INFORMATION PROVIDED
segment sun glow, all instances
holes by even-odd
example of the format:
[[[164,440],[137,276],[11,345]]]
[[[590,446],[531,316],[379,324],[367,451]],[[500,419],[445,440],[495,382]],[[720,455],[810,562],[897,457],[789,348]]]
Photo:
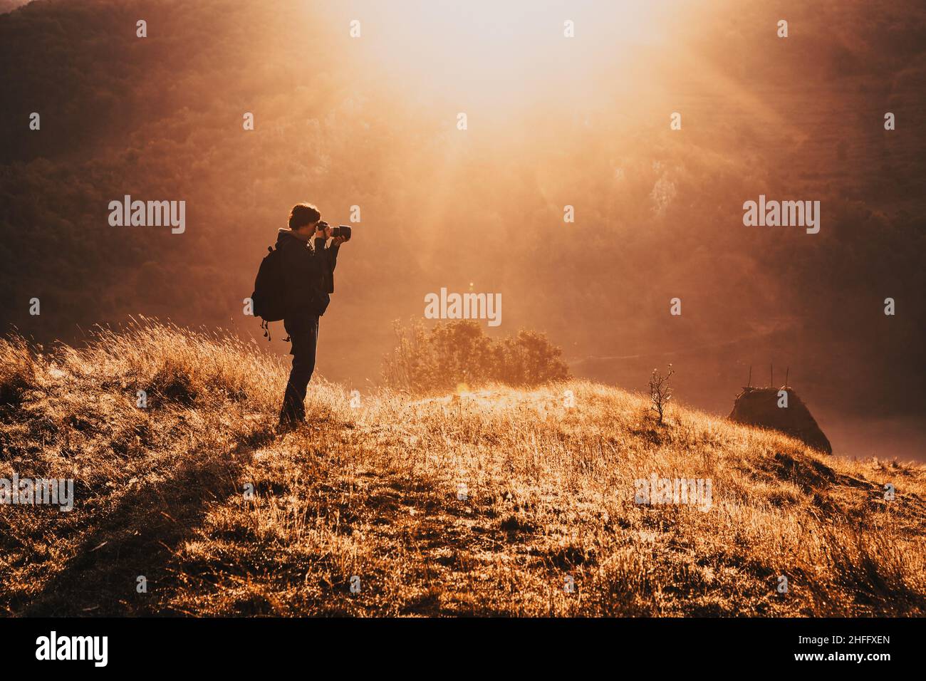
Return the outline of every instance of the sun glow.
[[[602,64],[619,75],[665,40],[678,4],[403,0],[342,7],[338,20],[360,18],[360,46],[407,96],[508,107],[588,85]]]

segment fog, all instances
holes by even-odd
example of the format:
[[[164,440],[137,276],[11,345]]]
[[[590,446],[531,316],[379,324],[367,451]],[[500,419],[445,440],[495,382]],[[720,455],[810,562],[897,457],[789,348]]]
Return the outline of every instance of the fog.
[[[24,334],[144,314],[285,355],[243,314],[260,258],[295,202],[357,206],[328,379],[375,385],[429,293],[501,294],[488,333],[545,332],[577,376],[644,390],[671,362],[678,401],[725,415],[773,365],[836,454],[926,460],[917,4],[164,2],[144,40],[132,3],[68,5],[0,17],[0,313]],[[126,194],[185,200],[184,233],[110,226]],[[745,226],[760,195],[820,201],[820,233]]]

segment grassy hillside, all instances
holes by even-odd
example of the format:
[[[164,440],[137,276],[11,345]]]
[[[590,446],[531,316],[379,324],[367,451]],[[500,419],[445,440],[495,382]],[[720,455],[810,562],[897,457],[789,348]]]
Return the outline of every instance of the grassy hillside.
[[[316,379],[311,425],[278,435],[284,377],[256,346],[152,322],[81,350],[2,341],[0,477],[72,477],[76,502],[0,506],[0,612],[926,612],[922,467],[682,407],[660,427],[578,381],[352,408]],[[652,473],[710,479],[710,509],[634,503]]]

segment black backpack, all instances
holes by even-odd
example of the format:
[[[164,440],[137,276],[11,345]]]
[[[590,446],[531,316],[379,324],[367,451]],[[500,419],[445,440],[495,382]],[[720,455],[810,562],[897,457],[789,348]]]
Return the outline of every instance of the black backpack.
[[[280,322],[283,318],[286,300],[286,284],[283,280],[282,254],[279,248],[268,246],[269,251],[260,261],[257,276],[254,280],[254,293],[251,302],[254,316],[264,320],[260,326],[264,335],[269,338],[268,323]]]

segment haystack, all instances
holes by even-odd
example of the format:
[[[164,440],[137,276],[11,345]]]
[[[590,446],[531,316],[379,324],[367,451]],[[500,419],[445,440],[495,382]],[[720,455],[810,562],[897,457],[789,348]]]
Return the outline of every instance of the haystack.
[[[817,425],[804,401],[792,388],[786,388],[788,406],[778,406],[778,391],[785,388],[743,388],[736,396],[731,421],[761,428],[772,428],[801,440],[809,447],[832,454],[832,447]]]

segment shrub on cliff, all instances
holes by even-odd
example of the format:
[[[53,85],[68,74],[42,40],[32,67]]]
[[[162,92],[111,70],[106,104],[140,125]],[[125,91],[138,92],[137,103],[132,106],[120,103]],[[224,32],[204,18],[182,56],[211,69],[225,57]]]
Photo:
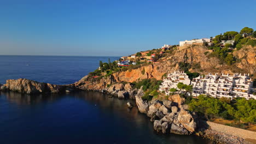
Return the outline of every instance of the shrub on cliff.
[[[256,100],[238,98],[231,101],[226,98],[216,99],[200,95],[189,102],[191,111],[199,112],[208,118],[221,117],[247,123],[256,123]]]
[[[252,46],[256,46],[256,39],[249,39],[246,45],[251,45]]]

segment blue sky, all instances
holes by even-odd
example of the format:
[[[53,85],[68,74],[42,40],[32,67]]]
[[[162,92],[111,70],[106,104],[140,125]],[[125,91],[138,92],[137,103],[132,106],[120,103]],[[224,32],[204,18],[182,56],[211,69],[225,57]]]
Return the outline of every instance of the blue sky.
[[[0,0],[0,55],[116,56],[256,29],[256,1]]]

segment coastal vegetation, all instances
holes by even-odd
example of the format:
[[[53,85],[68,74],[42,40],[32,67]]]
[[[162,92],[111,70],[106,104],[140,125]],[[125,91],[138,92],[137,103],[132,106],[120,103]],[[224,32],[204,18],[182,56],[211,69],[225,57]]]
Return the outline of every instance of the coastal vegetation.
[[[240,33],[229,31],[225,32],[223,34],[215,36],[213,38],[214,45],[207,46],[209,50],[213,51],[208,55],[208,57],[217,57],[220,59],[222,63],[232,65],[238,60],[234,56],[233,52],[235,51],[240,50],[245,46],[256,46],[256,39],[251,39],[252,37],[256,37],[255,32],[254,32],[253,28],[246,27],[242,28]],[[243,34],[243,37],[242,37],[241,34]],[[221,43],[222,40],[235,40],[234,44],[227,43],[223,45]],[[207,55],[208,53],[206,52],[205,55]]]
[[[231,100],[226,98],[216,99],[200,95],[188,103],[189,109],[208,119],[221,117],[226,119],[238,121],[249,125],[256,123],[256,100],[236,98]]]
[[[162,81],[158,81],[155,79],[143,79],[138,82],[133,82],[133,88],[139,89],[143,87],[145,94],[142,98],[143,100],[150,101],[154,97],[159,95],[157,92]]]

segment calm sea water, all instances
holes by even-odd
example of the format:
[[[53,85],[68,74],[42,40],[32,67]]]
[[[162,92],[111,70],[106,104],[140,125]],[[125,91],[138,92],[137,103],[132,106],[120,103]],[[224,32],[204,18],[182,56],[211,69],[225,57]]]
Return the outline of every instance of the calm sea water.
[[[110,58],[114,60],[114,57]],[[0,81],[27,78],[73,83],[108,57],[0,56]],[[207,143],[195,136],[158,134],[131,100],[93,92],[28,95],[0,93],[0,143]]]

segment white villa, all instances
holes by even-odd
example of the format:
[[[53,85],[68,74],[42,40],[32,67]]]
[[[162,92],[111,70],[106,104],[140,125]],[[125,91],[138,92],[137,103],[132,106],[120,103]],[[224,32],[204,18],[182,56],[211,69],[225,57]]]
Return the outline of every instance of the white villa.
[[[160,86],[159,91],[165,92],[166,95],[170,94],[172,88],[178,89],[179,82],[189,85],[190,80],[184,71],[174,71],[168,75]],[[249,78],[249,74],[234,74],[233,75],[209,73],[193,79],[193,96],[200,94],[210,95],[215,98],[225,97],[231,98],[245,98],[247,99],[256,99],[256,95],[252,93],[256,92],[253,88],[253,81]]]
[[[247,99],[256,96],[251,94],[253,92],[253,81],[249,74],[234,74],[234,75],[219,75],[209,73],[205,77],[200,76],[193,79],[192,95],[197,97],[201,94],[209,94],[215,98],[243,97]]]
[[[160,86],[160,91],[165,92],[166,95],[169,95],[170,89],[172,88],[178,89],[177,85],[179,82],[188,85],[190,83],[190,80],[184,71],[174,71],[170,74],[163,81]]]
[[[166,45],[166,44],[165,44],[164,46],[162,46],[162,49],[164,49],[164,48],[169,48],[169,47],[171,46],[172,45]]]
[[[195,39],[190,40],[180,41],[179,46],[183,46],[184,44],[193,44],[193,43],[210,43],[211,39],[202,38],[202,39]]]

REQUEST
Copy out every row above word for word, but leave the pictures out.

FINISHED TASK
segment sun glow, all instances
holes by even-odd
example of the format:
[[[164,440],[137,276],[11,345]]]
[[[590,446],[531,316],[379,324],[367,451]],[[500,419],[445,440],[495,382]],[[720,455],[810,562],[897,457],[789,348]]]
Photo:
Return the outline of every instance of the sun glow.
[[[602,64],[619,75],[665,40],[678,4],[403,0],[342,7],[338,20],[360,18],[360,46],[407,96],[508,107],[588,85]]]

segment fog, all instances
holes by even-odd
example of the format:
[[[164,440],[137,276],[11,345]]]
[[[590,446],[531,316],[379,324],[367,451]],[[500,419],[445,440],[495,382]],[[720,455],[810,562],[897,457],[789,348]]]
Return the outline of every instance of the fog.
[[[24,334],[144,314],[285,355],[243,314],[260,258],[295,202],[357,206],[328,379],[375,385],[429,293],[501,294],[488,333],[545,332],[577,376],[644,390],[671,362],[678,401],[725,415],[773,365],[836,454],[926,460],[917,4],[164,2],[144,40],[132,3],[68,5],[0,17],[0,313]],[[126,194],[185,200],[184,233],[110,226]],[[745,226],[760,195],[820,201],[820,233]]]

segment grassy hillside, all instances
holes by even-odd
example of the format:
[[[164,440],[137,276],[11,345]]]
[[[590,446],[531,316],[379,324],[367,451]],[[500,419],[445,440],[495,382]],[[720,455],[810,562],[897,457],[789,348]]]
Return the outline of every instance of the grassy hillside.
[[[316,379],[311,425],[278,435],[284,377],[256,346],[152,322],[81,350],[2,341],[0,477],[72,477],[76,502],[0,506],[0,612],[926,612],[922,467],[682,407],[660,427],[578,381],[352,408]],[[652,473],[710,479],[710,509],[634,503]]]

segment black backpack, all instances
holes by even-odd
example of the format:
[[[164,440],[137,276],[11,345]]]
[[[590,446],[531,316],[379,324],[367,451]],[[500,419],[445,440],[495,382]],[[720,455],[810,562],[897,457],[789,348]]]
Return the outline of every instance of the black backpack.
[[[280,322],[283,318],[286,300],[286,284],[283,280],[282,254],[279,248],[268,246],[269,251],[260,261],[257,276],[254,280],[254,293],[251,302],[254,316],[264,320],[260,326],[264,335],[269,338],[268,323]]]

segment haystack, all instances
holes by even-odd
example of the format:
[[[164,440],[137,276],[11,345]]]
[[[590,446],[531,316],[379,324],[367,451]],[[500,419],[445,440],[495,382]],[[720,455],[810,562],[897,457],[789,348]]]
Return the outline of every instance of the haystack.
[[[817,425],[804,401],[792,388],[786,388],[788,406],[778,406],[778,391],[785,388],[743,388],[736,396],[731,421],[761,428],[772,428],[801,440],[809,447],[832,454],[832,447]]]

segment shrub on cliff, all instances
holes by even-odd
example of the format:
[[[53,85],[68,74],[42,40],[32,67]]]
[[[162,92],[111,70],[106,104],[140,125]],[[125,91],[138,92],[137,103],[132,106],[120,103]],[[224,32],[204,18],[182,56],[211,69],[225,57]]]
Photo:
Return the outline of every instance of the shrub on cliff.
[[[256,100],[238,98],[231,101],[226,98],[216,99],[200,95],[189,102],[191,111],[199,112],[208,118],[221,117],[247,123],[256,123]]]
[[[252,46],[256,46],[256,39],[249,39],[246,45],[251,45]]]

segment blue sky, all instances
holes by even-odd
example of the format:
[[[53,85],[68,74],[42,40],[32,67]]]
[[[162,92],[111,70],[106,104],[140,125]],[[125,91],[138,92],[137,103],[132,106],[120,103]],[[224,32],[204,18],[182,56],[211,69],[225,57]]]
Return the outline of every instance of the blue sky.
[[[0,0],[0,55],[116,56],[256,29],[256,1]]]

segment coastal vegetation, all instances
holes by even-odd
example of the format:
[[[53,85],[68,74],[42,40],[32,67]]]
[[[162,92],[111,70],[106,104],[140,125]],[[125,91],[138,92],[137,103],[132,106],[120,103]],[[224,32],[204,18],[182,56],[211,69],[225,57]]]
Return the outline of every instance of the coastal vegetation.
[[[240,33],[229,31],[225,32],[223,34],[215,36],[213,38],[214,45],[207,46],[209,50],[213,51],[208,55],[208,57],[217,57],[220,59],[222,63],[232,65],[238,60],[234,56],[233,52],[235,51],[240,50],[245,46],[256,46],[256,39],[251,39],[252,37],[256,37],[255,32],[254,32],[253,28],[246,27],[242,28]],[[243,34],[243,37],[242,37],[241,34]],[[221,43],[222,40],[235,40],[234,44],[227,43],[223,45]],[[207,55],[208,53],[206,52],[205,55]]]
[[[231,100],[226,98],[216,99],[200,95],[188,103],[189,109],[208,119],[221,117],[226,119],[238,121],[249,125],[256,123],[256,100],[236,98]]]
[[[162,81],[158,81],[155,79],[143,79],[138,82],[133,82],[133,88],[139,89],[143,87],[145,94],[142,98],[143,100],[150,101],[154,97],[159,95],[157,92]]]

segment calm sea water, all instances
holes by even-odd
example of the format:
[[[53,85],[68,74],[42,40],[32,67]]]
[[[162,92],[111,70],[106,104],[140,125]],[[125,91],[138,92],[137,103],[132,106],[120,103]],[[224,32],[204,18],[182,56],[211,69],[225,57]]]
Return the outline of every instance of the calm sea water.
[[[110,58],[114,60],[114,57]],[[0,81],[27,78],[73,83],[108,57],[0,56]],[[207,143],[195,136],[158,134],[131,100],[93,92],[28,95],[0,93],[0,143]]]

segment white villa, all instances
holes by even-odd
example of the format:
[[[53,85],[68,74],[42,40],[32,67]]]
[[[162,92],[111,70],[106,104],[140,125]],[[125,91],[138,92],[137,103],[132,106],[120,103]],[[224,32],[204,18],[182,56],[211,69],[225,57]]]
Return the outline of every instance of the white villa.
[[[160,86],[159,91],[165,92],[166,95],[170,94],[172,88],[178,89],[179,82],[189,85],[190,80],[184,71],[174,71],[168,75]],[[249,78],[249,74],[234,74],[233,75],[209,73],[193,79],[193,96],[200,94],[210,95],[215,98],[225,97],[231,98],[245,98],[247,99],[256,99],[256,95],[252,93],[256,92],[253,88],[253,81]]]
[[[247,99],[256,96],[251,94],[253,92],[253,81],[249,74],[234,74],[234,75],[219,75],[209,73],[205,77],[200,76],[193,79],[192,95],[197,97],[201,94],[209,94],[215,98],[243,97]]]
[[[160,86],[160,91],[165,92],[166,95],[169,95],[170,89],[172,88],[178,89],[177,85],[179,82],[188,85],[190,83],[190,80],[184,71],[174,71],[170,74],[163,81]]]
[[[166,45],[166,44],[165,44],[164,46],[162,46],[162,49],[164,49],[164,48],[169,48],[169,47],[171,46],[172,45]]]
[[[195,39],[190,40],[180,41],[179,46],[183,46],[184,44],[193,44],[193,43],[210,43],[211,39],[202,38],[202,39]]]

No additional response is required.